Dataset items:
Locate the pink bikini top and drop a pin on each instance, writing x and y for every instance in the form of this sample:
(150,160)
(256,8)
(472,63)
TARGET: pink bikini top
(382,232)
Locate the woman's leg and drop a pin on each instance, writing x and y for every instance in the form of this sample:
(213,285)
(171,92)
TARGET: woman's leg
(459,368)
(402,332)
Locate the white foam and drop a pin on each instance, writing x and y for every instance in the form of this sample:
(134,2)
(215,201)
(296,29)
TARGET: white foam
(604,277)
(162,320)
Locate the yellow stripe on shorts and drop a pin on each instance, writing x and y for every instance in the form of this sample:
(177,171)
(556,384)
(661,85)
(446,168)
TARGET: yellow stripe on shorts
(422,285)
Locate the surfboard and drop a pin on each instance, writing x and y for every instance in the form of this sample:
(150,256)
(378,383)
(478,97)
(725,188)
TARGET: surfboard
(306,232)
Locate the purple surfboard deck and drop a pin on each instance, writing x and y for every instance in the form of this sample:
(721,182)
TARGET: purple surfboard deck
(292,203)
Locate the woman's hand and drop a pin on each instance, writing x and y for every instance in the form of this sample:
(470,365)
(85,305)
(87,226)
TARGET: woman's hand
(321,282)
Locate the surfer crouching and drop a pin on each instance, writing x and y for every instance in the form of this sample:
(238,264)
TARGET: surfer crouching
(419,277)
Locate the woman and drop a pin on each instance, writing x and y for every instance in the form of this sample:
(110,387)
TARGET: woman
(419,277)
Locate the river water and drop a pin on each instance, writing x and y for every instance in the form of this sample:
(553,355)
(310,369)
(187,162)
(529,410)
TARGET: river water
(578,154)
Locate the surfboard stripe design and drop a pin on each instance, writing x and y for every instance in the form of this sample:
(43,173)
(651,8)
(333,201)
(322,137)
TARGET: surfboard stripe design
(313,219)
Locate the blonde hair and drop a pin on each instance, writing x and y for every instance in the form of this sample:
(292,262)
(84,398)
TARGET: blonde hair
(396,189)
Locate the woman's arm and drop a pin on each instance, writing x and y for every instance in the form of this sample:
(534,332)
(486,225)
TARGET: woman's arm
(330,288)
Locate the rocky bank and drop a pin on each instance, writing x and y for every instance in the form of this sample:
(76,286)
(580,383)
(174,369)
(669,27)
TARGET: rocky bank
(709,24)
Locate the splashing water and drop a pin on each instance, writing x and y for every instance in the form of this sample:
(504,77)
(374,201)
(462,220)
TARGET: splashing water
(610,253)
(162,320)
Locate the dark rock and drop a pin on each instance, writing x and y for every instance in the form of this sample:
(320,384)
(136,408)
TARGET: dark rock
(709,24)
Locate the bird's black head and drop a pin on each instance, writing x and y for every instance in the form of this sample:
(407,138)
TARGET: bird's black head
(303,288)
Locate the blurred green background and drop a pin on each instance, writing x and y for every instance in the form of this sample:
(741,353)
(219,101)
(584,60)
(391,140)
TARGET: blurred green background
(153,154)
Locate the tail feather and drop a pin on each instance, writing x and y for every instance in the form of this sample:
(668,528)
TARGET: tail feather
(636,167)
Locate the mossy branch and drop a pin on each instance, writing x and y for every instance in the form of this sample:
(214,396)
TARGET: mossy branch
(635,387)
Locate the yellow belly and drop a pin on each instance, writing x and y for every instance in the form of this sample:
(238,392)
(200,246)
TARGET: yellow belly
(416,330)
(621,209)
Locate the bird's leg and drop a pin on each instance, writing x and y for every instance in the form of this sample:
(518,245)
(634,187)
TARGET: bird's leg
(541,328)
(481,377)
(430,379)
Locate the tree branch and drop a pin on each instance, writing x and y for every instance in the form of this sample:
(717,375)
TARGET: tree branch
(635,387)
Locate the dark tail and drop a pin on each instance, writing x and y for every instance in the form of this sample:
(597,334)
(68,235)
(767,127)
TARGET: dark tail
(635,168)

--- JOB ---
Could you copy every item above word for word, leaving nothing out and changing nothing?

--- THE ANSWER ---
Locate the pink bikini top and drop a pin on each instance, writing x and y for every instance in the form of this sample:
(150,160)
(256,8)
(472,63)
TARGET: pink bikini top
(382,232)
Locate the woman's leg and drop a pin on each instance, writing x and y for every instance in the form of this sample:
(213,285)
(171,92)
TARGET: woman's leg
(459,368)
(402,332)
Locate the white foam and drop a pin on each instance, writing x and y for every instance in the form of this sample:
(134,2)
(215,201)
(296,29)
TARGET: white foam
(604,277)
(162,320)
Locate the yellow stripe on shorts and drop a pin on each instance, writing x and y for every instance in the form of this sample:
(177,171)
(556,384)
(661,85)
(446,168)
TARGET: yellow stripe on shorts
(422,285)
Locate the surfboard and drop a pin on each instance, writing x and y for every instance in the form of this sample:
(150,256)
(378,383)
(478,97)
(725,188)
TARGET: surfboard
(306,232)
Locate the purple surfboard deck and drop a pin on each instance, writing x and y for every instance in the form of this sample:
(721,182)
TARGET: purple surfboard deck
(292,203)
Locate the woman's hand and drop a pin on each instance, writing x and y for every instance in the form of this sample:
(470,365)
(85,305)
(87,226)
TARGET: woman's hand
(321,282)
Locate the surfer crouching and drop a pin on each instance, writing x and y for every instance in the form of this sample:
(238,264)
TARGET: surfer crouching
(419,277)
Locate the woman and drop a pin on each instance, writing x and y for every instance in the form of this sample:
(110,387)
TARGET: woman
(419,277)
Locate the river water and drop a pin on each instance, writing x and y for every instance in the form of this sample:
(553,355)
(310,369)
(187,162)
(529,410)
TARGET: river water
(578,154)
Locate the surfboard stripe design and drop a pin on each instance, writing x and y for every instance in the form of this sample:
(43,173)
(651,8)
(333,201)
(322,137)
TARGET: surfboard stripe design
(313,219)
Locate the blonde hair and drop a pin on each instance, writing x and y for every instance in the form of this sample:
(292,262)
(84,398)
TARGET: blonde hair
(396,189)
Locate the woman's arm and drop a pin on each instance, writing x and y for every instance in the form of this sample:
(534,332)
(486,225)
TARGET: woman's arm
(330,288)
Locate the rocky bank and drop a pin on each instance, writing x and y for every instance in the form of this sample:
(76,286)
(580,383)
(174,369)
(669,27)
TARGET: rocky bank
(709,24)
Locate the splashing water and drop a pin on each instance, writing x and y for every instance in the form of this sample:
(504,77)
(374,201)
(462,220)
TARGET: splashing water
(610,253)
(162,320)
Locate the dark rock and drop a pin on each instance, writing x and y for every instance in the form of this sample:
(320,384)
(136,408)
TARGET: dark rock
(709,24)
Locate the bird's black head and drop a pin on each instance, writing x and y for every instance in the form of this sample:
(407,138)
TARGET: bird's black head
(303,288)
Locate the blurred green background and drop a pin on each instance, writing x and y for every instance in the form of this sample:
(741,353)
(219,101)
(584,60)
(391,140)
TARGET: blurred green background
(153,154)
Locate the tail feather and drop a pin on each instance, writing x and y for every instance in the form of this sample:
(668,528)
TARGET: tail feather
(636,167)
Locate the mossy branch and drop a pin on each instance, writing x and y for every instance in the form of this sample:
(214,396)
TARGET: mossy branch
(635,387)
Locate the yellow belly and drop a pin on each instance, writing x and y for every instance in the form of this sample:
(238,392)
(200,246)
TARGET: yellow belly
(416,330)
(621,209)
Locate the bird's leg and drop a pin on each instance, writing x and y for every instance in the form of this sample:
(518,245)
(634,187)
TARGET: bird's leg
(541,328)
(481,377)
(430,379)
Locate the tree branch and drop a pin on each instance, writing x and y for every instance in the form of this sample:
(717,375)
TARGET: tree branch
(635,387)
Locate the dark tail and drop a pin on each instance, writing x and y for every instance in the form of this sample:
(597,334)
(68,235)
(767,127)
TARGET: dark tail
(635,168)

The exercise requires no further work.